═══ Extracted information

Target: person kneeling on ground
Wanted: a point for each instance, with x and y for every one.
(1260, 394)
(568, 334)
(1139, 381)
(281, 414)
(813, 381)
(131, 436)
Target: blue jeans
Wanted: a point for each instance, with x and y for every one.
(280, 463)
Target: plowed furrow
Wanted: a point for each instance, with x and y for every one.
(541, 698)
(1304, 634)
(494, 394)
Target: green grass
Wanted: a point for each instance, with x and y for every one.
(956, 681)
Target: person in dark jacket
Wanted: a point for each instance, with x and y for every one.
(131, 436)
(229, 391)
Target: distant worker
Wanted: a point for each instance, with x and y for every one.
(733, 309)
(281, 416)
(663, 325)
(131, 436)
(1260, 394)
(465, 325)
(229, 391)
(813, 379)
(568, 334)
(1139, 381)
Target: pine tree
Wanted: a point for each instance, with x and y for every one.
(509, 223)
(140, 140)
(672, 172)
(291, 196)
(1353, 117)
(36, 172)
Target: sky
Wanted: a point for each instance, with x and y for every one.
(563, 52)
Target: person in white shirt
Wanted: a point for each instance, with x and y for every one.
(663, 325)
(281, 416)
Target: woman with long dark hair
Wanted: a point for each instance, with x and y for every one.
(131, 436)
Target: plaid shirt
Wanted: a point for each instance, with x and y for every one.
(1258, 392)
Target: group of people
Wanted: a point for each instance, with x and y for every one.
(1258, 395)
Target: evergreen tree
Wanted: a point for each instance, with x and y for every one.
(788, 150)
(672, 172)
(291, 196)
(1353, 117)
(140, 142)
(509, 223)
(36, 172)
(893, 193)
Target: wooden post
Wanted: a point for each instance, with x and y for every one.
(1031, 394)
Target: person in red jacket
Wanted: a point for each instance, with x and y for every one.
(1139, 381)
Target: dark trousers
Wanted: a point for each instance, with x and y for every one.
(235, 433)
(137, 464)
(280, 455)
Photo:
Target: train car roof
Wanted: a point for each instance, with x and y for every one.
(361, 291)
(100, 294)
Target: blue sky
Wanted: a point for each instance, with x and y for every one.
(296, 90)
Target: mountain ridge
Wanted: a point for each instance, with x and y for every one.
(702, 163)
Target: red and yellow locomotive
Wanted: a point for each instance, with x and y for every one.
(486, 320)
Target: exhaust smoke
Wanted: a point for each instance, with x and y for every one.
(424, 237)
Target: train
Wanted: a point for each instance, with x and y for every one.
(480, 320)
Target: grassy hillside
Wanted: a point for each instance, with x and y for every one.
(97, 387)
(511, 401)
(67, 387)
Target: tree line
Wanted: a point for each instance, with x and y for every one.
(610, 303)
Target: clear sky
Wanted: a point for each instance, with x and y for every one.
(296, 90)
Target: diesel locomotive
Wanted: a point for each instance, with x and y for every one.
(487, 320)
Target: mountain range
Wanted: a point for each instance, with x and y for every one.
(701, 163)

══════

* [Exercise prompt]: Copy out all of the records above again, word for word, changing nothing.

* [Worked answer]:
Target: person kneeling on ground
Wanted: a point for each instance, with x and y for every one.
(1260, 394)
(568, 334)
(1139, 381)
(281, 414)
(813, 381)
(131, 436)
Target: blue jeans
Wanted: a point for each instance, with x and y for every one.
(280, 463)
Target: plowed furrow
Wanted: a point for each instance, with x and y for every one.
(541, 698)
(1304, 634)
(494, 394)
Target: green grass
Wanted: a point for each instance, with x and y for every one.
(956, 681)
Target: person in dark jacket
Wanted: a point for each instance, with x and y for every one.
(131, 436)
(229, 391)
Target: distant worker
Wanted: a point for each instance, with x and y for every one.
(733, 309)
(281, 416)
(663, 325)
(131, 436)
(1260, 394)
(465, 325)
(229, 391)
(813, 379)
(568, 334)
(1139, 381)
Target: pine tree
Wanted: a point for each instance, with x and y for every one.
(509, 223)
(140, 140)
(672, 172)
(291, 196)
(1353, 117)
(36, 172)
Target: sky
Wanted: a point for each instance, with x and y for every one.
(563, 52)
Target: person in white shirt
Wanted: a point for each instance, with x and y for every one.
(663, 325)
(281, 416)
Target: woman with long dark hair
Wanted: a point for each instance, with x and y for every one.
(131, 436)
Target: plaid shirt
Wanted: a point for each instance, with x and y for every one.
(1258, 392)
Target: group of people
Wanted: a point for each instance, with x and y for every one.
(1258, 395)
Target: evergreen tree
Wanted: a point for each instance, with x and y for every one.
(788, 150)
(672, 172)
(291, 196)
(1353, 117)
(140, 142)
(509, 223)
(36, 172)
(893, 193)
Target: wooden post
Wanted: a point for each instance, with x and y for every one.
(1031, 394)
Target: person in red jacket
Wanted: a point for each instance, with x and y for every one.
(1139, 381)
Target: dark trousers
Wanted: a point for each instance, with x and y for every one.
(235, 433)
(137, 464)
(280, 455)
Photo:
Target: train car roof
Wanted: a point for each instance, with x and y for every one.
(361, 291)
(100, 294)
Target: blue sky
Wanted: a point for each instance, with x and y for every one.
(296, 90)
Target: mountain ridge
Wanted: a point for each instance, with x and y for every one.
(702, 163)
Target: red and yellow locomotive
Wanted: a point for each instance, with x and y for every one.
(486, 320)
Target: exhaust smoke
Wanted: a point for each instance, with x and y for every one.
(424, 237)
Target: train
Wanted: a point for each instance, with x and y for every one.
(480, 320)
Target: grassy hillside
Wanted: a point for each instance, with x and y for every one.
(97, 387)
(511, 401)
(67, 387)
Target: tree line
Wanted: a point for each instance, with x and y for every one.
(610, 303)
Target: clear sky
Wanted: a point for each instance, with x and y for every one.
(296, 90)
Target: diesel locomotive
Wanted: a point for each instance, with x and y for every one.
(487, 320)
Target: mountain range
Wanted: a point for each instance, with x and y for every one.
(701, 163)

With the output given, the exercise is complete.